● **PROMPT**
Copy each line of the entries beneath that contains the word "give".

● **SUPPLIED MATERIAL**

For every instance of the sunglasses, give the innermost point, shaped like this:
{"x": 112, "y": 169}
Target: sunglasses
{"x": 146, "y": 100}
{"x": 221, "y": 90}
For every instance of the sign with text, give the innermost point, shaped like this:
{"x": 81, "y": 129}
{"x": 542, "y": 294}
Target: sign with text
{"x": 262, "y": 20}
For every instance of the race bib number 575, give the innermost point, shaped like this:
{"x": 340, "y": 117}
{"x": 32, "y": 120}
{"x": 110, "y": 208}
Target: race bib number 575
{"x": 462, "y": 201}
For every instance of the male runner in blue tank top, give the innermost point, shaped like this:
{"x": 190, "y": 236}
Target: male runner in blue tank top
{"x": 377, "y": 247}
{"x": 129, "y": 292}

● **REPLY**
For every instance of the sunglasses, give the innermost point, shaped like this:
For every instance of the sign with text, give the innermost point, shaped like this:
For every instance of the race bib number 575, give the innermost point, shaped like this:
For every instance of the male runner in blue tank top, give the innermost point, shaped like this:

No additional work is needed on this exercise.